Write the listing below out again word for word, without a single picture.
RECORD EXCERPTS below:
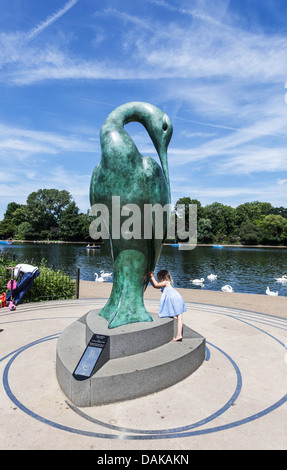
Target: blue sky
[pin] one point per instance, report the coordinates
(217, 68)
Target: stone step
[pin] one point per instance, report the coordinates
(131, 376)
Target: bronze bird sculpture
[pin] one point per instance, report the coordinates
(126, 176)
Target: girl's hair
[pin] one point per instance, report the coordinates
(164, 275)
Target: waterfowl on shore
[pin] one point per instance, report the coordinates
(103, 274)
(227, 288)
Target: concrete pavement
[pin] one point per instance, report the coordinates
(235, 400)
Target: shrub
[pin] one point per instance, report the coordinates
(49, 285)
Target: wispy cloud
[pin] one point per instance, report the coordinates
(50, 20)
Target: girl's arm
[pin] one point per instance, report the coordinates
(156, 284)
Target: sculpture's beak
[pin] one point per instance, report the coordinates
(164, 164)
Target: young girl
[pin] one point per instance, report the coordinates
(171, 302)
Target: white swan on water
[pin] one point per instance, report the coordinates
(269, 292)
(99, 279)
(227, 288)
(197, 281)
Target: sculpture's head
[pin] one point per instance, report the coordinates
(160, 130)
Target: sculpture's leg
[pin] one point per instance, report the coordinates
(125, 304)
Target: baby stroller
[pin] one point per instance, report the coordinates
(19, 289)
(12, 284)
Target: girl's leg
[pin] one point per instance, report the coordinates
(179, 327)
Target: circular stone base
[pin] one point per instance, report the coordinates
(143, 359)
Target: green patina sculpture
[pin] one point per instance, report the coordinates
(139, 180)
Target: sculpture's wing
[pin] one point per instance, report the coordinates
(93, 185)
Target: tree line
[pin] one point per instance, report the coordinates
(53, 214)
(251, 223)
(48, 214)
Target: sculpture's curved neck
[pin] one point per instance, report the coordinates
(130, 112)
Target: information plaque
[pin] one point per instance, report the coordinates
(96, 354)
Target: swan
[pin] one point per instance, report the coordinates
(103, 274)
(99, 279)
(124, 175)
(197, 281)
(281, 279)
(227, 288)
(269, 292)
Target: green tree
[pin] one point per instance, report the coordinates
(251, 211)
(249, 234)
(204, 231)
(73, 226)
(222, 219)
(274, 228)
(7, 229)
(25, 231)
(45, 207)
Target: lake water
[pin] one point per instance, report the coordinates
(247, 270)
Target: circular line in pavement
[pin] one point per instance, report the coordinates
(184, 431)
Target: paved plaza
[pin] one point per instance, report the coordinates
(235, 400)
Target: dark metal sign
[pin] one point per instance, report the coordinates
(96, 354)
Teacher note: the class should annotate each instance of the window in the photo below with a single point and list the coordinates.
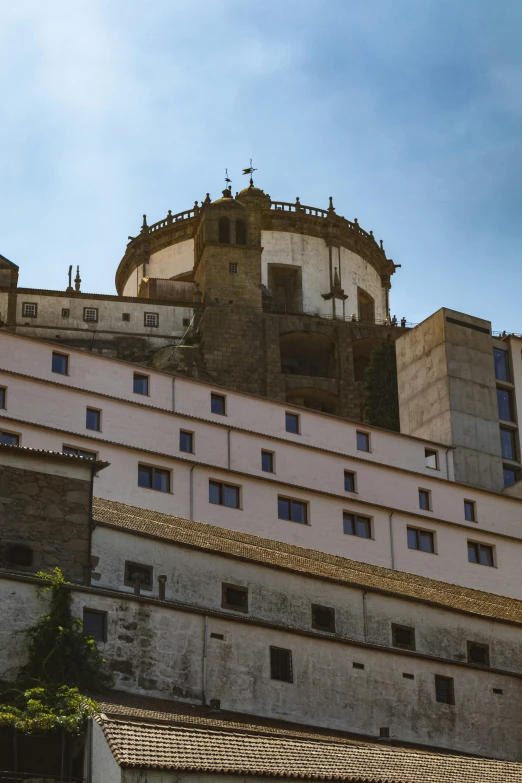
(95, 624)
(505, 404)
(223, 494)
(425, 499)
(90, 313)
(9, 439)
(470, 511)
(140, 384)
(363, 441)
(292, 510)
(444, 692)
(151, 319)
(478, 653)
(292, 423)
(29, 309)
(150, 477)
(403, 636)
(138, 571)
(507, 443)
(217, 404)
(93, 419)
(78, 452)
(281, 664)
(234, 597)
(323, 618)
(501, 364)
(186, 441)
(349, 481)
(422, 540)
(60, 363)
(355, 525)
(482, 554)
(431, 459)
(267, 461)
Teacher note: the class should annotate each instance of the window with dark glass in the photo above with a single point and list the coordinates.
(281, 664)
(403, 636)
(292, 423)
(217, 404)
(505, 404)
(140, 384)
(95, 624)
(234, 597)
(292, 510)
(482, 554)
(93, 419)
(349, 481)
(323, 618)
(356, 525)
(423, 540)
(501, 364)
(150, 477)
(444, 691)
(9, 439)
(363, 441)
(267, 461)
(60, 363)
(186, 441)
(223, 494)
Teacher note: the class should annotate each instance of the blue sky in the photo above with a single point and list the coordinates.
(407, 112)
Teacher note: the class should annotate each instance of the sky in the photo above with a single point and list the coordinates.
(407, 112)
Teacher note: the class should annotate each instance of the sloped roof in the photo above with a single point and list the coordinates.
(245, 546)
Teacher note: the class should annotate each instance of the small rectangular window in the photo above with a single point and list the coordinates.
(93, 419)
(29, 309)
(349, 481)
(431, 459)
(95, 624)
(281, 664)
(363, 441)
(425, 499)
(470, 511)
(234, 597)
(356, 525)
(444, 691)
(423, 540)
(150, 477)
(482, 554)
(140, 384)
(138, 571)
(218, 404)
(403, 636)
(9, 439)
(292, 423)
(323, 618)
(186, 441)
(223, 494)
(90, 313)
(267, 461)
(60, 363)
(478, 653)
(292, 510)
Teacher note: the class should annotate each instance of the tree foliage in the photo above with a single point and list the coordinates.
(381, 406)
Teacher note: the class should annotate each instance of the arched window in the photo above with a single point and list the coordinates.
(224, 231)
(240, 232)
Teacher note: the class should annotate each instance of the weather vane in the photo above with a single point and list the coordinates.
(250, 170)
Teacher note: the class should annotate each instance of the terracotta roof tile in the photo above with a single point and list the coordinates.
(298, 559)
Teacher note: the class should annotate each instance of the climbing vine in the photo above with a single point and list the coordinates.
(62, 663)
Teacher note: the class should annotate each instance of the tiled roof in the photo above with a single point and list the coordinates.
(193, 743)
(305, 561)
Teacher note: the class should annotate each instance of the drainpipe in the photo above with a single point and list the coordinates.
(392, 548)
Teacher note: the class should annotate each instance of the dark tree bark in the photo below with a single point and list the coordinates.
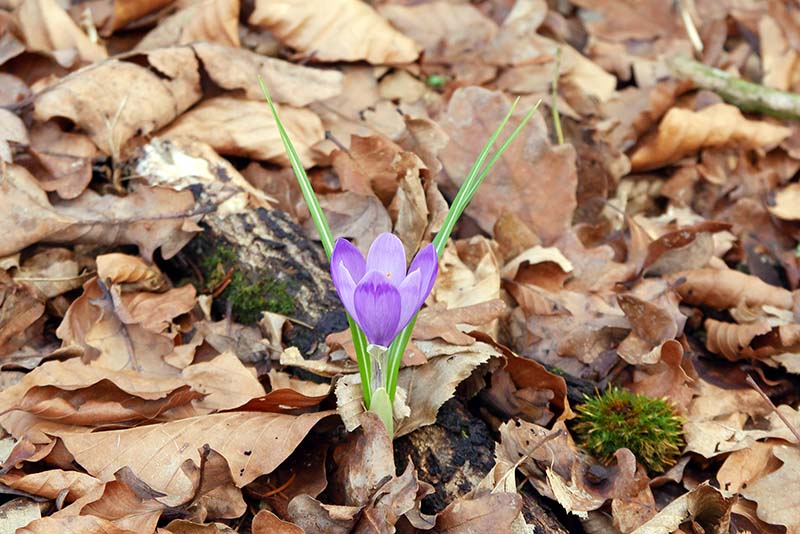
End of RECORD EXCERPTS.
**YOUR RESPONSE**
Target: blue sky
[pin] one point per instance, report the coordinates
(217, 68)
Target: stone step
[pin] one point per instance, report the coordinates
(131, 376)
Target: bronze bird sculpture
[pin] one point per instance, report the coordinates
(126, 176)
Target: girl's hair
[pin] one point per instance, report the coordinates
(164, 275)
Target: waterfowl on shore
[pin] one point per instance, report the coordinates
(103, 274)
(227, 288)
Target: concrete pavement
[pin] one point per instance, report the coordinates
(235, 400)
Target: shrub
[pin] one point per instance, report the coordinates
(49, 285)
Target: wispy cloud
[pin] one point per instance, report the coordinates
(50, 20)
Target: girl's arm
[pin] one point per instance, report the coordinates
(156, 284)
Target: sculpture's beak
[pin] one point per instance, report the coordinates
(164, 164)
Target: young girl
[pin] one point per instance, report the coordinates
(171, 302)
Target: white swan on water
[pin] one point per instance, report the coordinates
(269, 292)
(99, 279)
(227, 288)
(197, 281)
Target: sculpture's head
[pin] one point per instance, report the coordinates
(160, 130)
Target: sculpture's leg
[pin] one point per instance, report the coordinates
(125, 304)
Target: baby stroller
[pin] one point per instance, report the coordinates
(19, 289)
(12, 284)
Target: girl's leg
[pin] one point per instance, report the coordinates
(179, 327)
Target: circular stone base
[pin] one point per instance, report the coordinates
(143, 359)
Target: green patina sculpture
[pin] one point per instance, report the coordinates
(139, 180)
Target: sculpture's wing
[pin] one point per instance, report the coordinates
(93, 185)
Target: tree line
[pin] one point per instance, report the coordinates
(53, 214)
(251, 223)
(48, 214)
Target: sculpture's curved neck
[pin] one point per instance, report the coordinates
(130, 112)
Target: information plaque
[pin] one point per instance, report the coordinates
(96, 354)
Target: swan
[pin] one point per instance, report the coordinates
(103, 274)
(99, 279)
(124, 175)
(197, 281)
(281, 279)
(227, 288)
(269, 292)
Target: green tree
[pin] one point per instance, report the coordinates
(251, 211)
(249, 234)
(204, 231)
(73, 226)
(222, 219)
(274, 228)
(7, 229)
(25, 231)
(45, 207)
Target: lake water
[pin] one point per instance, report the coordinates
(247, 270)
Target: circular line in pavement
[pin] one point per instance, report the coordinates
(184, 431)
Target: paved plaza
[pin] one point per instance, report the coordinates
(235, 400)
Target: dark metal sign
[pin] one point per instance, report the coordinates
(96, 354)
Teacher note: the class should annotate each instance of the window in the photo below with a single point and list the coordinates.
(95, 624)
(505, 404)
(223, 494)
(425, 499)
(90, 313)
(9, 439)
(470, 511)
(140, 384)
(363, 441)
(292, 510)
(444, 692)
(151, 319)
(478, 653)
(292, 423)
(29, 309)
(150, 477)
(403, 636)
(138, 571)
(507, 443)
(217, 404)
(93, 419)
(78, 452)
(281, 664)
(234, 597)
(323, 618)
(501, 364)
(186, 441)
(349, 481)
(422, 540)
(60, 363)
(355, 525)
(482, 554)
(431, 459)
(267, 461)
Teacher note: the class should annotate each instance of the window with dark glass in the photo above with a single point and list the coordinates.
(281, 664)
(403, 636)
(292, 423)
(217, 404)
(505, 404)
(140, 384)
(95, 624)
(234, 597)
(292, 510)
(482, 554)
(93, 419)
(349, 481)
(323, 618)
(356, 525)
(423, 540)
(501, 364)
(150, 477)
(444, 691)
(9, 439)
(363, 441)
(267, 461)
(60, 363)
(186, 441)
(223, 494)
Teacher note: the class should annotate each instance of the blue sky in the photo above with a single point and list the coordinates.
(407, 112)
Teacher note: the class should annotate each instance of the sky in the photo above with a single point and list the coordinates.
(407, 112)
Teacher note: the class should annotate each instance of the sloped roof in the photo above with a single point and list the coordinates.
(245, 546)
Teacher note: the class should annotate each instance of the small rectangular window in the photo above with a single point and list the coordinates.
(93, 419)
(29, 309)
(349, 481)
(431, 459)
(95, 624)
(281, 664)
(363, 441)
(425, 499)
(470, 511)
(234, 597)
(356, 525)
(444, 691)
(423, 540)
(150, 477)
(482, 554)
(140, 384)
(138, 571)
(218, 404)
(403, 636)
(9, 439)
(292, 423)
(323, 618)
(186, 441)
(223, 494)
(90, 313)
(267, 461)
(60, 363)
(478, 653)
(292, 510)
Teacher note: the class should annotate each instance of the tree foliage in the photo above with a single point and list the coordinates.
(381, 406)
Teacher note: the class should annotate each instance of the arched window in the photo above with a single point and list the coordinates.
(224, 231)
(240, 232)
Teacher note: the class should annotate each instance of the weather vane in the photo above with a single point and list the coordinates.
(250, 170)
Teacher note: the class should annotate each instance of the terracotta roof tile in the photo above with a single point and list the coordinates.
(298, 559)
Teacher note: the class should annotate each instance of the climbing vine in the photo above with a single point and list the coordinates.
(62, 663)
Teacher note: the class should annotate each instance of the tiled roof in the photo above with a single point and list the coordinates.
(193, 743)
(305, 561)
Teacher note: the class should annotate each instance of the drainpipe in the photo above with a single point and list the coordinates.
(392, 548)
Teacher note: the class should annotate each instance of the dark tree bark in the photo below with a single point and list the coordinates.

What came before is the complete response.